**Exercise directions:**
Answer these questions from the passage on governing complexity:
(a) Which societies are responding best to the pandemic?
(b) According to Pierre Rosanvallon, what do we lack after more than a century of pluralist democracies?
(c) After the post-war period, good governance was synonymous with what?

**Exercise passage:**

★ ★ ★

Making a source of wealth out of complexity
Contrary to what countless prophets would have us believe, the new normal will actually look a great deal like the old normal. Nonetheless, we will learn lessons from the mistakes made in managing this health crisis and its economic effects. They have been so numerous that they provide such great material for collective learning that we should be optimistic.
If we look up a second, the first thing we see is that many societies reacted well to the pandemic. Those that have built strong institutions and chains of solidarity that were created during previous crises are responding best. Countries with weak institutionality and strong appeal for individual initiative and the market are doing worse, especially those where citizens were already expecting very little or nothing at all from their governments.
Pierre Rosanvallon said that, after more than a century of pluralist democracies, we lack a theory on government action. For most of us, democracy is a system of representation and its conditions; competitive elections, widespread participation by the electorate, a certain freedom of expression and institutions where – at least on paper – countermeasures exist to control nominally separate powers. But once a legitimate government has been formed, what is the theory behind good governance? Beyond a vague defense of the common interest and its corresponding electorate (to win the next elections), we hardly know anything at all.
“The consensus on which we laid the foundations of our institutions has cracked, our societies have become more complex, but our way of governing has not”
Following the post-war period, political success was strongly tied to one’s ability to form broad electoral alliances (we owe our Welfare State to the social democrats and Christian democrats) with which to manage national institutions capable of expanding rights with sufficient social peace as to grow the economy. Good governance was synonymous with inclusive coalitions and promises of progress.

★ ★ ★

Stored records:

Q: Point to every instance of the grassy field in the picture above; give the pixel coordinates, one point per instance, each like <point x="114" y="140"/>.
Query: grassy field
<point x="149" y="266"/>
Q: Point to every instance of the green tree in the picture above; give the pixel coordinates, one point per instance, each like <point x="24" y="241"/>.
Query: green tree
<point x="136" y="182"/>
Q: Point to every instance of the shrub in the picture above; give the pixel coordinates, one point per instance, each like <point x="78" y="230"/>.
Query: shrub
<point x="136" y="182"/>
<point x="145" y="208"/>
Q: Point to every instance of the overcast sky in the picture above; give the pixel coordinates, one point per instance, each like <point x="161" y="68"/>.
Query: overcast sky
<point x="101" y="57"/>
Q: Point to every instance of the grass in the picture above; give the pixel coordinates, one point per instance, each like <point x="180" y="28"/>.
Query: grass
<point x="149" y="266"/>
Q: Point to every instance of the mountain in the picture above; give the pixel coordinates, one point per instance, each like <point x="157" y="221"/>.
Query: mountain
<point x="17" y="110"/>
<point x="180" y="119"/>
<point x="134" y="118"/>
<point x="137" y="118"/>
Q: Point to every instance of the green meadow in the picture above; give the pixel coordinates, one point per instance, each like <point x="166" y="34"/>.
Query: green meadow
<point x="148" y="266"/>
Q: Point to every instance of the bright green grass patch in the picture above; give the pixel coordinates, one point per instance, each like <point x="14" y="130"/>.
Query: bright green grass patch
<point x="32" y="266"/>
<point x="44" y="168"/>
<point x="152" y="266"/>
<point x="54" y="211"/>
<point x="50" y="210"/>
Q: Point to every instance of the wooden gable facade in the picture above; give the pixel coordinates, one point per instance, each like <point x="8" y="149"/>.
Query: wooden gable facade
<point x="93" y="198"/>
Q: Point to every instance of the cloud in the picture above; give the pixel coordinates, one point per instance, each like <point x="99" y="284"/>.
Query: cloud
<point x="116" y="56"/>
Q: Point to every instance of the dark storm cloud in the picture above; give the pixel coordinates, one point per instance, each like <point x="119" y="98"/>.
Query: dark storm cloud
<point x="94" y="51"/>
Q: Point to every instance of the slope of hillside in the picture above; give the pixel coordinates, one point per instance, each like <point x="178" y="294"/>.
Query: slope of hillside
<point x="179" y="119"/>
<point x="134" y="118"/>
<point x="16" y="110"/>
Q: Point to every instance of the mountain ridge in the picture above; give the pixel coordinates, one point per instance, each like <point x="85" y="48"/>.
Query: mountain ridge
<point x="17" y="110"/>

★ ★ ★

**Exercise output:**
(a) Those that have built strong institutions and chains of solidarity created during previous crises.
(b) A theory on government action.
(c) Inclusive coalitions and promises of progress.